# [INSTRUCTIONS FOR THE TASK]
Write out the lines between the one holding "Please trace the outline of every instance of the outstretched" and the one holding "133 186 L 140", inclusive, exactly as they appear.

***

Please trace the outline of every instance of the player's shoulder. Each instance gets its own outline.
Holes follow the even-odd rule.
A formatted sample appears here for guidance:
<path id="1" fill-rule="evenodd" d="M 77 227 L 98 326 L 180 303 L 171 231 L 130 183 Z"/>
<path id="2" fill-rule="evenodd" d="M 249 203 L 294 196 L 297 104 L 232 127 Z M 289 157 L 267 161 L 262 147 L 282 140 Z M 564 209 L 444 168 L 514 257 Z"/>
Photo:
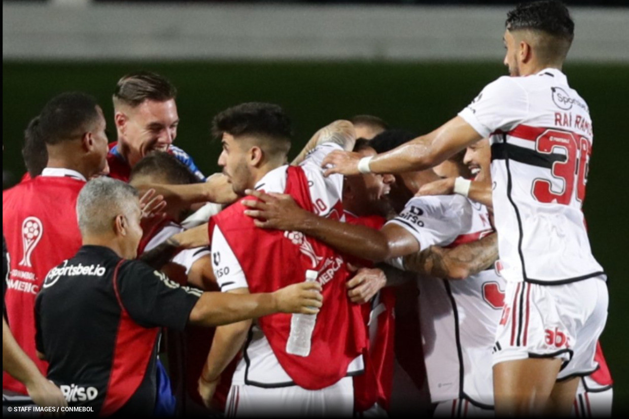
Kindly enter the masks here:
<path id="1" fill-rule="evenodd" d="M 502 75 L 485 86 L 481 94 L 508 96 L 526 91 L 526 77 Z"/>
<path id="2" fill-rule="evenodd" d="M 454 208 L 459 208 L 469 203 L 464 197 L 453 194 L 452 195 L 427 195 L 413 196 L 406 203 L 404 209 L 413 206 L 421 207 L 431 211 L 445 211 Z"/>

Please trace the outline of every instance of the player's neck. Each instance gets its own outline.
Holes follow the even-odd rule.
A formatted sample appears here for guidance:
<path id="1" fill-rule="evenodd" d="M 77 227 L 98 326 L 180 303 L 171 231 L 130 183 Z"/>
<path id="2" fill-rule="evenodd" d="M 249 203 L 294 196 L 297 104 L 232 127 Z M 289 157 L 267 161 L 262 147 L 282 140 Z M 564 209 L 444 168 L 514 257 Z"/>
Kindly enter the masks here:
<path id="1" fill-rule="evenodd" d="M 118 148 L 118 151 L 120 154 L 120 155 L 123 157 L 125 161 L 131 167 L 135 166 L 135 164 L 139 161 L 139 159 L 136 159 L 131 152 L 129 142 L 124 137 L 120 135 L 120 134 L 118 135 L 118 144 L 116 145 L 116 148 Z"/>
<path id="2" fill-rule="evenodd" d="M 523 64 L 520 67 L 520 75 L 532 75 L 546 69 L 556 69 L 561 71 L 561 64 L 530 62 L 528 64 Z"/>
<path id="3" fill-rule="evenodd" d="M 267 162 L 260 167 L 257 168 L 253 172 L 253 184 L 255 186 L 259 182 L 262 180 L 262 178 L 267 176 L 267 174 L 274 170 L 278 167 L 283 166 L 285 164 L 275 162 Z"/>
<path id="4" fill-rule="evenodd" d="M 90 170 L 89 165 L 86 164 L 84 159 L 77 157 L 77 154 L 72 152 L 72 150 L 54 150 L 51 147 L 48 147 L 48 156 L 47 167 L 50 169 L 68 169 L 83 175 L 83 177 L 89 179 L 96 172 Z"/>

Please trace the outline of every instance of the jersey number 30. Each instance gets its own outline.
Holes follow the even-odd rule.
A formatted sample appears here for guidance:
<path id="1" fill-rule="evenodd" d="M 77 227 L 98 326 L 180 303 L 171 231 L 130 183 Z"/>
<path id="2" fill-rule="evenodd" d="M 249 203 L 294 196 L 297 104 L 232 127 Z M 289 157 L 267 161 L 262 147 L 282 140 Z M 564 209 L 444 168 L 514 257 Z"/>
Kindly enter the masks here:
<path id="1" fill-rule="evenodd" d="M 550 181 L 537 179 L 533 182 L 533 196 L 540 202 L 557 202 L 567 205 L 572 198 L 576 177 L 577 200 L 583 202 L 588 163 L 592 152 L 592 146 L 587 138 L 567 131 L 548 130 L 537 138 L 535 145 L 537 151 L 544 154 L 550 154 L 556 147 L 563 148 L 566 159 L 563 162 L 553 163 L 551 170 L 553 176 L 564 181 L 563 191 L 553 192 Z"/>

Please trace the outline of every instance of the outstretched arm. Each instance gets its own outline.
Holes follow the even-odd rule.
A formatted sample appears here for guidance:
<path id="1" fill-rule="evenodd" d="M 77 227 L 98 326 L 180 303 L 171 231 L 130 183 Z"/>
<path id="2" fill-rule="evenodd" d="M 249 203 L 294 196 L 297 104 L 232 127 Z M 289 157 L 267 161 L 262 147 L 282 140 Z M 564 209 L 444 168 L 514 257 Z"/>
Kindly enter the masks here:
<path id="1" fill-rule="evenodd" d="M 133 186 L 140 193 L 154 189 L 155 193 L 162 196 L 164 199 L 171 205 L 189 206 L 206 202 L 231 204 L 238 199 L 227 181 L 227 177 L 221 173 L 216 173 L 209 177 L 207 181 L 201 183 L 187 185 L 138 183 Z"/>
<path id="2" fill-rule="evenodd" d="M 455 177 L 447 177 L 426 184 L 420 188 L 416 196 L 426 195 L 452 195 L 454 193 Z M 491 198 L 491 183 L 480 181 L 472 181 L 467 196 L 480 203 L 489 209 L 493 208 Z"/>
<path id="3" fill-rule="evenodd" d="M 465 279 L 489 267 L 498 259 L 498 235 L 493 233 L 452 249 L 431 246 L 405 256 L 404 267 L 438 278 Z"/>
<path id="4" fill-rule="evenodd" d="M 245 214 L 256 226 L 298 231 L 334 247 L 342 253 L 379 262 L 419 250 L 417 240 L 403 228 L 387 226 L 381 230 L 319 216 L 295 203 L 290 196 L 248 190 L 259 200 L 243 199 L 250 208 Z"/>
<path id="5" fill-rule="evenodd" d="M 335 143 L 343 147 L 345 151 L 351 151 L 353 149 L 355 142 L 356 133 L 352 123 L 342 120 L 335 121 L 314 133 L 291 164 L 299 164 L 314 147 L 324 143 Z"/>
<path id="6" fill-rule="evenodd" d="M 317 282 L 299 282 L 274 293 L 247 295 L 203 293 L 190 312 L 191 323 L 218 326 L 276 313 L 316 314 L 323 298 Z"/>
<path id="7" fill-rule="evenodd" d="M 401 173 L 421 170 L 439 164 L 450 156 L 463 150 L 482 137 L 460 116 L 455 116 L 432 132 L 411 140 L 386 153 L 378 154 L 369 161 L 373 173 Z M 358 164 L 361 156 L 357 153 L 335 151 L 328 154 L 321 164 L 325 176 L 340 173 L 345 176 L 360 173 Z M 362 167 L 364 171 L 367 167 Z"/>
<path id="8" fill-rule="evenodd" d="M 47 407 L 68 405 L 61 390 L 42 375 L 33 360 L 19 347 L 4 318 L 2 320 L 2 368 L 26 386 L 28 395 L 36 404 Z"/>

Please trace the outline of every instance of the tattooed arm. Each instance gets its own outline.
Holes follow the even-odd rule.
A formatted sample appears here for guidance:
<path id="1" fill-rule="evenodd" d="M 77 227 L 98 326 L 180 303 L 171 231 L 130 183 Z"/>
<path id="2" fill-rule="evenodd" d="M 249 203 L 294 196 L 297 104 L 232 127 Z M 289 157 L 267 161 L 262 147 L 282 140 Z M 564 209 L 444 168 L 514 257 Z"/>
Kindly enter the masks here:
<path id="1" fill-rule="evenodd" d="M 314 147 L 324 143 L 335 143 L 346 151 L 351 151 L 356 142 L 356 133 L 353 125 L 349 121 L 339 120 L 326 125 L 314 133 L 299 155 L 291 163 L 296 165 L 303 161 L 306 155 Z"/>
<path id="2" fill-rule="evenodd" d="M 495 233 L 480 240 L 461 245 L 452 249 L 431 246 L 427 249 L 405 256 L 407 271 L 438 278 L 465 279 L 486 269 L 498 259 L 498 236 Z"/>

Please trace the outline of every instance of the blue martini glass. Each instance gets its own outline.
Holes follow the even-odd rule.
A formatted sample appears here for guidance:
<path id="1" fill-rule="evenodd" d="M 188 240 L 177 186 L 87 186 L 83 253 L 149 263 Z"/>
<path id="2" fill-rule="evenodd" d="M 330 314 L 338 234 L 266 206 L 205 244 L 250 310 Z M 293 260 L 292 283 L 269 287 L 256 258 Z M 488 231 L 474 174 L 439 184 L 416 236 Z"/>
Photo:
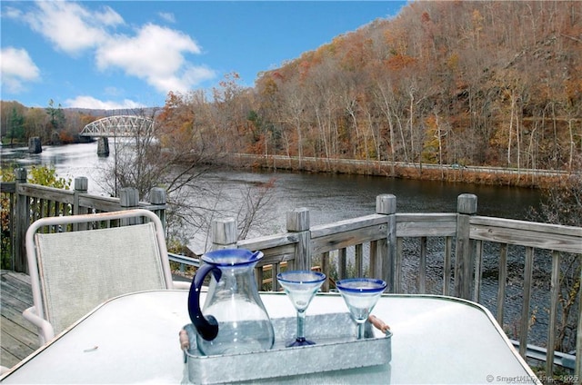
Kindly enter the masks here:
<path id="1" fill-rule="evenodd" d="M 276 274 L 276 280 L 297 311 L 297 335 L 286 347 L 314 345 L 316 342 L 306 340 L 306 310 L 326 281 L 326 274 L 311 271 L 293 271 Z"/>
<path id="2" fill-rule="evenodd" d="M 357 323 L 357 339 L 364 338 L 364 323 L 386 290 L 386 283 L 373 278 L 353 278 L 336 282 L 352 319 Z"/>

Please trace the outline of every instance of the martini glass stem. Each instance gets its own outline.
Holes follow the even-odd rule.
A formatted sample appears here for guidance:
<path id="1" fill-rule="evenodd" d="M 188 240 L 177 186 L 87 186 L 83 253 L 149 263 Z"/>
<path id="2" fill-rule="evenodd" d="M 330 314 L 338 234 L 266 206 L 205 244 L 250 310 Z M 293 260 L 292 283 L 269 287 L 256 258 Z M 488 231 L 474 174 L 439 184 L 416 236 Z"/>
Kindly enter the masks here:
<path id="1" fill-rule="evenodd" d="M 306 341 L 306 311 L 297 311 L 297 341 L 303 342 Z"/>
<path id="2" fill-rule="evenodd" d="M 362 340 L 364 338 L 364 322 L 357 324 L 357 339 Z"/>

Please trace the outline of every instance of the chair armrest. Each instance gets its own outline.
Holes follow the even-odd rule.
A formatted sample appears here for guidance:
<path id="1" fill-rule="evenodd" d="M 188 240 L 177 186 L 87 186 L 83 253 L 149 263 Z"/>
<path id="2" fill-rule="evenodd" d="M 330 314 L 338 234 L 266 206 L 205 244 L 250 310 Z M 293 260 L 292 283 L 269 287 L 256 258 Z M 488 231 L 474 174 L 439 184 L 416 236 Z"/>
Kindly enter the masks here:
<path id="1" fill-rule="evenodd" d="M 186 281 L 172 281 L 172 285 L 174 286 L 174 289 L 190 290 L 192 282 Z"/>
<path id="2" fill-rule="evenodd" d="M 35 306 L 25 309 L 22 312 L 22 316 L 25 318 L 25 320 L 27 320 L 33 325 L 38 328 L 41 337 L 41 343 L 46 343 L 55 337 L 55 330 L 53 329 L 53 325 L 51 325 L 48 321 L 36 315 L 36 309 L 35 308 Z"/>

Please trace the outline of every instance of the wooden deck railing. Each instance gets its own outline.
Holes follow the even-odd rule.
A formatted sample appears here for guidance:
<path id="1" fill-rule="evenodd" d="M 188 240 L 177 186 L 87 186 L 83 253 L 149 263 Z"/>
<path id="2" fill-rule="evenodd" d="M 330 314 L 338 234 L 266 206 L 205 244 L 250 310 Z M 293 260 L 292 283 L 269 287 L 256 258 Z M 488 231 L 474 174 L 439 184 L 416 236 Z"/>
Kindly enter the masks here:
<path id="1" fill-rule="evenodd" d="M 21 173 L 15 183 L 2 183 L 2 192 L 11 195 L 12 225 L 15 229 L 14 233 L 21 234 L 15 239 L 15 244 L 21 245 L 15 248 L 15 252 L 21 252 L 22 256 L 25 255 L 22 245 L 24 242 L 18 240 L 24 239 L 28 223 L 40 216 L 106 212 L 139 206 L 159 212 L 165 220 L 166 195 L 165 192 L 159 190 L 152 195 L 160 198 L 156 199 L 157 203 L 143 203 L 137 202 L 136 194 L 131 192 L 131 189 L 125 190 L 122 198 L 117 200 L 89 195 L 86 193 L 86 178 L 75 179 L 75 190 L 68 192 L 28 184 L 25 183 L 25 173 L 24 177 Z M 578 262 L 582 258 L 582 228 L 478 216 L 477 198 L 472 194 L 459 195 L 457 212 L 449 213 L 400 213 L 396 212 L 396 202 L 394 195 L 379 195 L 373 214 L 316 226 L 310 225 L 309 211 L 298 208 L 286 212 L 285 232 L 247 240 L 237 239 L 234 219 L 217 220 L 212 223 L 212 247 L 261 250 L 265 257 L 257 266 L 256 279 L 264 290 L 279 289 L 273 277 L 281 271 L 282 264 L 286 269 L 297 270 L 311 269 L 316 265 L 331 278 L 370 276 L 384 279 L 388 282 L 389 292 L 436 291 L 476 301 L 479 301 L 483 295 L 485 260 L 490 262 L 493 258 L 498 271 L 495 307 L 497 321 L 503 325 L 507 309 L 507 289 L 510 272 L 507 269 L 507 251 L 510 247 L 519 246 L 523 248 L 523 252 L 519 252 L 512 257 L 519 259 L 524 265 L 521 280 L 522 311 L 517 325 L 519 341 L 517 345 L 524 357 L 535 356 L 531 354 L 532 351 L 541 350 L 528 350 L 527 341 L 532 311 L 533 271 L 537 263 L 542 263 L 551 266 L 547 346 L 555 346 L 560 261 L 565 253 L 574 254 Z M 63 204 L 65 208 L 59 208 Z M 40 209 L 40 213 L 35 214 L 37 217 L 33 215 L 36 210 L 31 210 L 32 205 Z M 498 249 L 497 254 L 493 257 L 489 252 L 486 252 L 491 248 L 491 244 Z M 15 267 L 22 267 L 23 261 Z M 186 260 L 181 262 L 188 262 Z M 413 284 L 406 280 L 406 270 L 416 277 Z M 442 271 L 440 278 L 436 280 L 435 273 L 429 270 Z M 269 282 L 268 287 L 263 286 L 264 281 Z M 440 287 L 436 288 L 437 285 Z M 323 290 L 330 290 L 329 281 Z M 558 362 L 573 367 L 575 375 L 581 378 L 582 317 L 580 293 L 577 295 L 575 355 L 557 352 L 558 357 L 556 359 L 554 350 L 549 349 L 545 357 L 547 376 L 553 372 L 553 363 Z"/>
<path id="2" fill-rule="evenodd" d="M 15 271 L 27 272 L 25 235 L 30 223 L 40 218 L 142 208 L 156 212 L 166 223 L 166 195 L 162 188 L 154 188 L 151 202 L 139 202 L 137 190 L 133 187 L 121 189 L 120 198 L 89 194 L 85 177 L 75 179 L 74 190 L 62 190 L 26 183 L 24 168 L 15 170 L 15 182 L 0 183 L 0 192 L 8 201 L 9 212 L 3 213 L 6 222 L 3 226 L 9 229 L 10 264 Z"/>
<path id="3" fill-rule="evenodd" d="M 562 253 L 573 253 L 582 258 L 582 228 L 477 216 L 477 198 L 461 194 L 457 200 L 457 212 L 453 213 L 396 213 L 396 196 L 380 195 L 376 198 L 375 214 L 340 221 L 328 224 L 310 226 L 309 211 L 296 209 L 286 213 L 286 232 L 248 240 L 237 240 L 234 219 L 213 222 L 213 248 L 246 248 L 261 250 L 265 257 L 257 266 L 256 281 L 265 289 L 264 267 L 268 266 L 268 289 L 278 290 L 272 278 L 280 271 L 281 264 L 287 269 L 310 269 L 319 264 L 330 276 L 330 259 L 336 259 L 337 279 L 354 276 L 381 278 L 388 282 L 388 291 L 405 291 L 404 264 L 407 259 L 417 260 L 416 292 L 426 293 L 427 285 L 427 256 L 429 240 L 437 239 L 441 247 L 436 253 L 442 263 L 442 288 L 444 295 L 454 295 L 479 301 L 482 295 L 482 270 L 484 247 L 487 242 L 499 246 L 497 258 L 498 284 L 497 293 L 497 319 L 504 324 L 504 311 L 507 285 L 507 248 L 510 245 L 525 247 L 518 255 L 524 268 L 522 311 L 517 328 L 519 341 L 516 341 L 523 357 L 540 359 L 541 349 L 528 349 L 529 321 L 532 315 L 531 291 L 534 255 L 538 252 L 551 258 L 550 302 L 547 304 L 549 322 L 547 346 L 555 346 L 556 325 L 559 306 L 560 258 Z M 419 241 L 413 251 L 405 243 L 409 239 Z M 418 250 L 419 249 L 419 250 Z M 453 251 L 455 252 L 453 252 Z M 346 256 L 351 254 L 355 266 L 348 272 Z M 433 252 L 435 253 L 435 252 Z M 365 255 L 366 254 L 366 255 Z M 365 270 L 364 260 L 368 261 Z M 431 267 L 435 267 L 432 266 Z M 582 277 L 581 277 L 582 278 Z M 329 282 L 323 288 L 329 290 Z M 408 290 L 410 291 L 410 290 Z M 580 292 L 577 302 L 580 306 Z M 582 317 L 577 311 L 576 353 L 559 355 L 550 349 L 546 360 L 546 373 L 551 376 L 553 364 L 559 363 L 574 369 L 578 379 L 582 373 Z M 574 363 L 574 360 L 575 363 Z"/>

***

# [EXERCISE RESPONSE]
Please trace the outline of every instance of the outstretched arm. Each instance gets its own outline.
Holes follow the even-odd rule.
A formatted sample appears here for guidance:
<path id="1" fill-rule="evenodd" d="M 77 227 L 98 326 L 180 303 L 171 231 L 130 183 Z"/>
<path id="2" fill-rule="evenodd" d="M 249 203 L 294 196 L 297 104 L 232 127 Z M 289 157 L 267 161 L 262 147 L 282 140 Z M 564 209 L 444 168 L 514 257 Z"/>
Kindly enter the masks here:
<path id="1" fill-rule="evenodd" d="M 133 186 L 140 193 L 154 189 L 155 193 L 162 196 L 164 199 L 171 205 L 189 206 L 206 202 L 231 204 L 238 199 L 227 181 L 227 177 L 221 173 L 216 173 L 209 177 L 207 181 L 201 183 L 187 185 L 138 183 Z"/>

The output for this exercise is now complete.